▶ Description of the task: Edit the lines of the records beginning with the line containing "of the blue" and continuing through the line containing "pixel 77 371", substituting "withered ivy" for every occurrence of "dried ivy". Reproduce only those lines, with nothing else altered.

▶ Dataset content:
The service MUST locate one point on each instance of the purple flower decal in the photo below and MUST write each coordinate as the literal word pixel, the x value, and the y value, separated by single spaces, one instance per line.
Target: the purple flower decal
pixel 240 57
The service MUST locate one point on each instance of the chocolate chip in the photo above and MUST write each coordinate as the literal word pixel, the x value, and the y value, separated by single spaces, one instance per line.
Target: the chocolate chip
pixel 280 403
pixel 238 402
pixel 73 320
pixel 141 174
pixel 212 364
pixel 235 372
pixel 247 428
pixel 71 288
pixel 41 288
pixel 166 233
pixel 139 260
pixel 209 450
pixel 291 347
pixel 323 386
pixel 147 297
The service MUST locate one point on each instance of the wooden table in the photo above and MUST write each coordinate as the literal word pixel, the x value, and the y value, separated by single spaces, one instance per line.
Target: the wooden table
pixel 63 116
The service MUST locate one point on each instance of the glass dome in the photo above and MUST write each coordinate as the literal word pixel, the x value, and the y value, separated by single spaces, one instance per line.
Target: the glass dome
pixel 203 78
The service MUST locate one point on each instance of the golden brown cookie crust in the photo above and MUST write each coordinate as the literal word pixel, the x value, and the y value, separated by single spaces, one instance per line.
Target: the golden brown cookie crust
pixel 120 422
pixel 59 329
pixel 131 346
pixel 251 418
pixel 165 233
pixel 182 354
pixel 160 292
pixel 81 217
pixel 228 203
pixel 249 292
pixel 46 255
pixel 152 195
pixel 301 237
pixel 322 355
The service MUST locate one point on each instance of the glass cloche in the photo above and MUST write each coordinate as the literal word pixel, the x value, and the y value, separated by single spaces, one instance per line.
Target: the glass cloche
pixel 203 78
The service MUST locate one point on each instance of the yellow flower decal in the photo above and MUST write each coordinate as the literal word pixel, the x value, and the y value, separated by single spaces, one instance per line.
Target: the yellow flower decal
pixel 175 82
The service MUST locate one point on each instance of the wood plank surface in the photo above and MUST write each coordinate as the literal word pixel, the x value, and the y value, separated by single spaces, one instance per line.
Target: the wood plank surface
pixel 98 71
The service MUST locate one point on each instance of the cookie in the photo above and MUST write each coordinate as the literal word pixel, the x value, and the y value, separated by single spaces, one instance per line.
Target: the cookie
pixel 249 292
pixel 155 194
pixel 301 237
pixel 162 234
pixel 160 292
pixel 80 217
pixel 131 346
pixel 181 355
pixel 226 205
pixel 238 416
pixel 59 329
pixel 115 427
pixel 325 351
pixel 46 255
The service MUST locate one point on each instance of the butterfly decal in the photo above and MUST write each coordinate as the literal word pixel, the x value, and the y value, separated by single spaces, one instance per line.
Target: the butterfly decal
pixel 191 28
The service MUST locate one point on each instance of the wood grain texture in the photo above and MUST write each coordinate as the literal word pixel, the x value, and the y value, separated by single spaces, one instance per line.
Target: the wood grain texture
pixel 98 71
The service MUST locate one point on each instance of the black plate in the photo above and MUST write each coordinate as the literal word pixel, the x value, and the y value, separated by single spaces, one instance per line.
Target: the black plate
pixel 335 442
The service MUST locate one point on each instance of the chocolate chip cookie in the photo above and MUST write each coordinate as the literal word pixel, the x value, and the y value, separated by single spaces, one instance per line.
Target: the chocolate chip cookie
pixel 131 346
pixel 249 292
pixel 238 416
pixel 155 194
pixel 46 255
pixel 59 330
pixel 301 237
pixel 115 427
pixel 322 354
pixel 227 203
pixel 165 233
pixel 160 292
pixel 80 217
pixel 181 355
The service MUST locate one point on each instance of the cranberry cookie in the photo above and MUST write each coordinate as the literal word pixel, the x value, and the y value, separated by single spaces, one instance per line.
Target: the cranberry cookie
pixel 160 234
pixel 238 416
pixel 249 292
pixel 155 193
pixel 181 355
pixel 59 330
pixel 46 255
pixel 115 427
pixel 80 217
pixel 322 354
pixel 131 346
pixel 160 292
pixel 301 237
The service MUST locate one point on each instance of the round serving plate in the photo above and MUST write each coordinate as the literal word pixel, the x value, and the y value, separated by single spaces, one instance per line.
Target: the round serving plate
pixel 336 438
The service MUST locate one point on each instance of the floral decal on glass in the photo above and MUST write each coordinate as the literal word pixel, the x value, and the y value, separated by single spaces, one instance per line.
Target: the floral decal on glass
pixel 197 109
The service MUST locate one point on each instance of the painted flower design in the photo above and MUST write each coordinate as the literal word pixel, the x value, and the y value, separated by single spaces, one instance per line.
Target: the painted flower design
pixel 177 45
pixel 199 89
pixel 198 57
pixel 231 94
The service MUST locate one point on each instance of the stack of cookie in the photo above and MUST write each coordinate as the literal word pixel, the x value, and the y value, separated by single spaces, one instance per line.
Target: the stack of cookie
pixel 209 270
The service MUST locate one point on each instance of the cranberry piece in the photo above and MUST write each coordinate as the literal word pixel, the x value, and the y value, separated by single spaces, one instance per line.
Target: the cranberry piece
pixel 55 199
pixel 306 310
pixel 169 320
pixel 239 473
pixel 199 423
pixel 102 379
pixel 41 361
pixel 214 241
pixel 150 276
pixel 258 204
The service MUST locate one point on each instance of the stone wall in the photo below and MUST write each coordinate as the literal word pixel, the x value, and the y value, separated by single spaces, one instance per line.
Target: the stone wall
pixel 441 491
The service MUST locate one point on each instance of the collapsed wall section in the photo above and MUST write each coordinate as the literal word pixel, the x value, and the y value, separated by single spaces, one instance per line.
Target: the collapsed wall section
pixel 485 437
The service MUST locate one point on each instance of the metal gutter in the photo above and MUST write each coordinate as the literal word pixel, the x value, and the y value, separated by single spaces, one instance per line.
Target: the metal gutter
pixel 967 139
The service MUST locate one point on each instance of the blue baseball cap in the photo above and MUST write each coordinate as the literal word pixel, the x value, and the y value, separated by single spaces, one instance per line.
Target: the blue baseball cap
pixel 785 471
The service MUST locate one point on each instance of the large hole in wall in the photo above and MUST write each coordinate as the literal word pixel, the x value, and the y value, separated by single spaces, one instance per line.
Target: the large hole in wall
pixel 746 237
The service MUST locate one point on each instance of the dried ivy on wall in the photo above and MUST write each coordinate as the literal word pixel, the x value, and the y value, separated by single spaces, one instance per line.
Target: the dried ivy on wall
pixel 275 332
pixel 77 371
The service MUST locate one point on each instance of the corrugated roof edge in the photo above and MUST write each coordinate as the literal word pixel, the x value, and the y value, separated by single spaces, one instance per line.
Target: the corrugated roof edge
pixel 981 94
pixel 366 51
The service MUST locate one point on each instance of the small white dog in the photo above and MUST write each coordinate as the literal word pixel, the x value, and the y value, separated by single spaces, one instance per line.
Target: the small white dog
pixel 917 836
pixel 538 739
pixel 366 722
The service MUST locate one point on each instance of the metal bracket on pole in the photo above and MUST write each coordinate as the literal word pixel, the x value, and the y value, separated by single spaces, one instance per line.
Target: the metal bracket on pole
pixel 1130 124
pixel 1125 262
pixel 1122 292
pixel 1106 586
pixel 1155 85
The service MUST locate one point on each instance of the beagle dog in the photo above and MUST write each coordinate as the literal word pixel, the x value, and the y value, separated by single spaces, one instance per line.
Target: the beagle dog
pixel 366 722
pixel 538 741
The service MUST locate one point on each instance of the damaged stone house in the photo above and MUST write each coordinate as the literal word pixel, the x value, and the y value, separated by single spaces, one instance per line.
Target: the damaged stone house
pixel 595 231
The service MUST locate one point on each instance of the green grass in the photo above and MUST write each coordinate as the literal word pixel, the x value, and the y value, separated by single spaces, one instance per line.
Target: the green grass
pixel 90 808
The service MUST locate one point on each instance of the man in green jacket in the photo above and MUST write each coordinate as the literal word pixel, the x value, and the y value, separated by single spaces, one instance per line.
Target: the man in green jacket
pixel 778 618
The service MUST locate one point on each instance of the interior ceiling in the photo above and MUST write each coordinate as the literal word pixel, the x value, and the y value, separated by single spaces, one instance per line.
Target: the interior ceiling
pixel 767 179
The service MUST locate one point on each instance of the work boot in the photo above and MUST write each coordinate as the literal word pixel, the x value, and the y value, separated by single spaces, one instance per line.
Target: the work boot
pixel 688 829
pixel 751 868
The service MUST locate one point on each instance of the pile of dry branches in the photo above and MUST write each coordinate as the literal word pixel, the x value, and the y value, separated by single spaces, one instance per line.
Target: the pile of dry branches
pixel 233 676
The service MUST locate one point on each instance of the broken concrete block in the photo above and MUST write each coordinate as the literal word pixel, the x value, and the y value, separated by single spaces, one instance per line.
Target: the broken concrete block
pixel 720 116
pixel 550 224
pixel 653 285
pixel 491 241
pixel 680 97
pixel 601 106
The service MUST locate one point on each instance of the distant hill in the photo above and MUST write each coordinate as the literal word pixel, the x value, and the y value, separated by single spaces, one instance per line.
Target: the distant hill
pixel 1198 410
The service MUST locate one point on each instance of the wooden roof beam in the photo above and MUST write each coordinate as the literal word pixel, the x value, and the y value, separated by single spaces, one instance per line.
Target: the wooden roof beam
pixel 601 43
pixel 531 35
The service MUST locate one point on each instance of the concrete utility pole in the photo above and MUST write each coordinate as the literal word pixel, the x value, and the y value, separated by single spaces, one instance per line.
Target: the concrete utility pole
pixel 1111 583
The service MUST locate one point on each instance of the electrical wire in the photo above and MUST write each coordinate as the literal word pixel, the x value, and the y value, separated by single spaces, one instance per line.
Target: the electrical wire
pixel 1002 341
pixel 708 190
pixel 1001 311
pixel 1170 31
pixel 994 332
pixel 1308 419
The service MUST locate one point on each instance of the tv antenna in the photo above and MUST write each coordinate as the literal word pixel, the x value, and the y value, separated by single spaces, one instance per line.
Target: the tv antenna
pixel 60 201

▶ Task solution:
The service MUST locate one point on each instance of the blue baseball cap in the photo above and MUST write each coordinate as the literal word pixel, the x value, and the y value, separated by single spaces, one instance per line.
Target: the blue baseball cap
pixel 785 471
The service MUST locate one point on each instance of the large hole in wall in the photo above and MUST write each coordinate as the literal word pixel, the x value, and the y value, separated by single spaces, one instance per line.
Target: the large hole in wall
pixel 746 237
The service MUST locate one point on each instance of the withered ivy on wall in the photo above and MUST write each coordinate as the literal word pixel, the x value, and the y value, separated by single spaces, one instance per line.
Target: the withered ivy on wall
pixel 275 332
pixel 77 371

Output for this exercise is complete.